↓

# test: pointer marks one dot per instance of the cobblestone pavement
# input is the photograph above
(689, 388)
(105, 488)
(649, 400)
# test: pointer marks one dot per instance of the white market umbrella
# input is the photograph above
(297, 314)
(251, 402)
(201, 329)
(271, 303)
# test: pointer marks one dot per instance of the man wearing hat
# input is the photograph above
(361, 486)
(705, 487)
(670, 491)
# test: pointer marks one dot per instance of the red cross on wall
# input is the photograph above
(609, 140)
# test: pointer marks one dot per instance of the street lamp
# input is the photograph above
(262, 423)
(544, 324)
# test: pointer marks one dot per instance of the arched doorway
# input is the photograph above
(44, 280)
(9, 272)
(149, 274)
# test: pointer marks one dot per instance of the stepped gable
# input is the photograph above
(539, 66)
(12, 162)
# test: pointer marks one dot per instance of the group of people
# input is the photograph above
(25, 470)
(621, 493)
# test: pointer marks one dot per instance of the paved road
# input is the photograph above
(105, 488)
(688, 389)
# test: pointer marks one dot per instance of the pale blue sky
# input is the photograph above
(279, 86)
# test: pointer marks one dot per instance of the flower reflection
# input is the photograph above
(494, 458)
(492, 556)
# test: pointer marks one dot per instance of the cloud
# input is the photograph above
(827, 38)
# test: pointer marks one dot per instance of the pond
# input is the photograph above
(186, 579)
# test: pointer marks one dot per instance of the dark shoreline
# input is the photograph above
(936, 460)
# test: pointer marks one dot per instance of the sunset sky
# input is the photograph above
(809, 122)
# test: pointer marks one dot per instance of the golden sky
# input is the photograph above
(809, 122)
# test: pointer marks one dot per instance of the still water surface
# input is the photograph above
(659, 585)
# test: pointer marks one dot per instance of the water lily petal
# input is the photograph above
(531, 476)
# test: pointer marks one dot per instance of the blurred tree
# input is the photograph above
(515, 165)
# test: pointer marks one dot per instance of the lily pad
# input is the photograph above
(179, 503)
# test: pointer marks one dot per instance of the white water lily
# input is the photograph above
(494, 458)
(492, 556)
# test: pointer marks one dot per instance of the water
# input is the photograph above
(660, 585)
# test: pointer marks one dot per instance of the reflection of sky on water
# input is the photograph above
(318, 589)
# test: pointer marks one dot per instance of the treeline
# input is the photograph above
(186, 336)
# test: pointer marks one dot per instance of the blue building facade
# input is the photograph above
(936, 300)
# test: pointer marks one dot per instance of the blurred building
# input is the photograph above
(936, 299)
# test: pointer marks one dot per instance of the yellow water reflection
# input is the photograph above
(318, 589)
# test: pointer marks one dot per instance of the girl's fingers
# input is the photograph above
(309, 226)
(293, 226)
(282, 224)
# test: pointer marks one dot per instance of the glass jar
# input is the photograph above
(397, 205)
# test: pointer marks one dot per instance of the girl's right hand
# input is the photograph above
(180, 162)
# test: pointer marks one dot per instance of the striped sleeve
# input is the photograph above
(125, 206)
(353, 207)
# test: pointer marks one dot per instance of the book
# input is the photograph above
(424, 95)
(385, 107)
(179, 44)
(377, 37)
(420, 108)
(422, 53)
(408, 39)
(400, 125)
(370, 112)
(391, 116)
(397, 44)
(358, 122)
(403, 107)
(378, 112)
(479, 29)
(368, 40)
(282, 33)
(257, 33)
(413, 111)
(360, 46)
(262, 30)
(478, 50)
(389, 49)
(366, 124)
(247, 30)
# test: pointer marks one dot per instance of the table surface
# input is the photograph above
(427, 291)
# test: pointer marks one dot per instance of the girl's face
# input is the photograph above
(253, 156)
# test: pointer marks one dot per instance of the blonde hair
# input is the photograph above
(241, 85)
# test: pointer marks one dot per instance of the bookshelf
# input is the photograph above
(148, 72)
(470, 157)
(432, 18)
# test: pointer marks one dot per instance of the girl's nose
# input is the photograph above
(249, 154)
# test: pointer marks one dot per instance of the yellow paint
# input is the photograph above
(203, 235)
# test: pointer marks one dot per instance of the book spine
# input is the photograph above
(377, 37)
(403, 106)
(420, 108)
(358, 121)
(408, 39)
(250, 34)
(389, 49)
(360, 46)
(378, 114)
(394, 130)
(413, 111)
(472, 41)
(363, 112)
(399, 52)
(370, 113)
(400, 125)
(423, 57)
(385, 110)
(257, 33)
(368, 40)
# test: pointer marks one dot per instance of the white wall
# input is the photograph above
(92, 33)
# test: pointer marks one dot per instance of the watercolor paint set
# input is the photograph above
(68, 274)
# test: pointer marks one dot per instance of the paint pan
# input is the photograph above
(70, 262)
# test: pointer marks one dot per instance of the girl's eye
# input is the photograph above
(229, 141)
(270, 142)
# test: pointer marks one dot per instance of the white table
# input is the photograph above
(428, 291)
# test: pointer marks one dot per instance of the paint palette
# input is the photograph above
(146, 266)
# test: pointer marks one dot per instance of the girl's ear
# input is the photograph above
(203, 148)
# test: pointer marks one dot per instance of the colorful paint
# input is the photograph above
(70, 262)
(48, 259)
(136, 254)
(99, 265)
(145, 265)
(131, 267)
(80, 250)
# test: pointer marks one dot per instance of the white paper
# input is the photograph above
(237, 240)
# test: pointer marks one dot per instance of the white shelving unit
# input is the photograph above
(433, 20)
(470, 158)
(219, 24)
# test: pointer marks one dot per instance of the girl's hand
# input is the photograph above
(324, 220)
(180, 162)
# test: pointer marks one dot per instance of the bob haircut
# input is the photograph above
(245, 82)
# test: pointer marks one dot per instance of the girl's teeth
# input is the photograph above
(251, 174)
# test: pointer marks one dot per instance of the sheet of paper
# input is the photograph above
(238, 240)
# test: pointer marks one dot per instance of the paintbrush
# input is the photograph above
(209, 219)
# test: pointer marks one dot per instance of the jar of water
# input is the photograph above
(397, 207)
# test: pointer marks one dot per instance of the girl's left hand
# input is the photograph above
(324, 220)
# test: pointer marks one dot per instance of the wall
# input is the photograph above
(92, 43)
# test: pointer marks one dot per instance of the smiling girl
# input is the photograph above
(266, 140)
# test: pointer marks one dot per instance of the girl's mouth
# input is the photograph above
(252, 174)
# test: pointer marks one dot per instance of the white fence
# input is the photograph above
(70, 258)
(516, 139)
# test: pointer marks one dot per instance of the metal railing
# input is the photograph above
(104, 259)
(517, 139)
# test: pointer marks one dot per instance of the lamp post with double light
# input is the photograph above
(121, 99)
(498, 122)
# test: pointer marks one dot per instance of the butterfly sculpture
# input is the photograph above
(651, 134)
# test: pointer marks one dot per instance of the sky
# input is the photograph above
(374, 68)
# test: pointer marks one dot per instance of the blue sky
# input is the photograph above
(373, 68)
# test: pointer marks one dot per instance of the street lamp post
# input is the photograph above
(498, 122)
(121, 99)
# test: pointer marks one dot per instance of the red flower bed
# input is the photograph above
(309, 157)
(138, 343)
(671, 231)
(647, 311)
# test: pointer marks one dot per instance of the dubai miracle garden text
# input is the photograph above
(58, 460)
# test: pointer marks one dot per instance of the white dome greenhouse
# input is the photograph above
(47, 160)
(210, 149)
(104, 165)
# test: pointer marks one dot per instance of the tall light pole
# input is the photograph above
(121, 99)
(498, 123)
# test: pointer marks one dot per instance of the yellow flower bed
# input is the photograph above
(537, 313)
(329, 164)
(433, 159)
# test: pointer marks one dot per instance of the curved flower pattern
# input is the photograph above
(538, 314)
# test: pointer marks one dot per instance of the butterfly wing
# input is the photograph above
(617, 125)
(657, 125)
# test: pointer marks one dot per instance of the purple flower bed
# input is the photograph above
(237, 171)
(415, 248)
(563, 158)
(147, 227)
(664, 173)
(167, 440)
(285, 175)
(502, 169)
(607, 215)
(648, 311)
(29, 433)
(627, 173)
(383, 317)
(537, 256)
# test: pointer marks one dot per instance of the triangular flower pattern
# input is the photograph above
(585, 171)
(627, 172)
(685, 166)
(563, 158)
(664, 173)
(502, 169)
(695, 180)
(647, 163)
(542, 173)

↑

Problem requirements: Please lay out the listing as a Markdown table with the columns Row and Entry, from the line containing "# test: pointer marks one dot per instance of the curved" up to and including the last line of the listing. Number each line in order and leave out blank lines.

Full output:
| Row | Entry |
|---|---|
| 1 | # test: pointer marks one dot per instance of the curved flower pattern |
| 2 | # input is the photograph above |
| 3 | (538, 314) |
| 4 | # test: pointer marks one dot per instance of the butterfly wing |
| 5 | # input is the photograph above |
| 6 | (617, 125) |
| 7 | (657, 125) |
| 8 | # test: pointer marks one dot per instance of the purple flower bed |
| 9 | # input is the photograph above |
| 10 | (237, 171) |
| 11 | (415, 248) |
| 12 | (563, 158) |
| 13 | (147, 227) |
| 14 | (664, 173) |
| 15 | (167, 440) |
| 16 | (285, 175) |
| 17 | (502, 169) |
| 18 | (607, 215) |
| 19 | (648, 311) |
| 20 | (29, 433) |
| 21 | (627, 173) |
| 22 | (383, 317) |
| 23 | (537, 256) |
| 24 | # test: pointer marks one dot per instance of the triangular flower pattern |
| 25 | # input is the photograph above |
| 26 | (585, 171) |
| 27 | (627, 172) |
| 28 | (685, 166) |
| 29 | (563, 158) |
| 30 | (664, 173) |
| 31 | (502, 169) |
| 32 | (695, 180) |
| 33 | (647, 163) |
| 34 | (542, 173) |